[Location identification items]
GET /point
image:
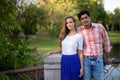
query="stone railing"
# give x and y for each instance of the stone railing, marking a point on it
(34, 73)
(52, 68)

### Instructions to follow
Present every line of the material above as a Markdown table with the columns Row and Line, skipping blank lines and omitting the pictures.

### Exercise output
| Row | Line |
|---|---|
| 1 | GET /point |
| 2 | image: |
| 3 | query="stone railing" |
| 4 | # give x and y for each instance of the stone railing, marking a point on it |
| 5 | (34, 73) |
| 6 | (52, 68) |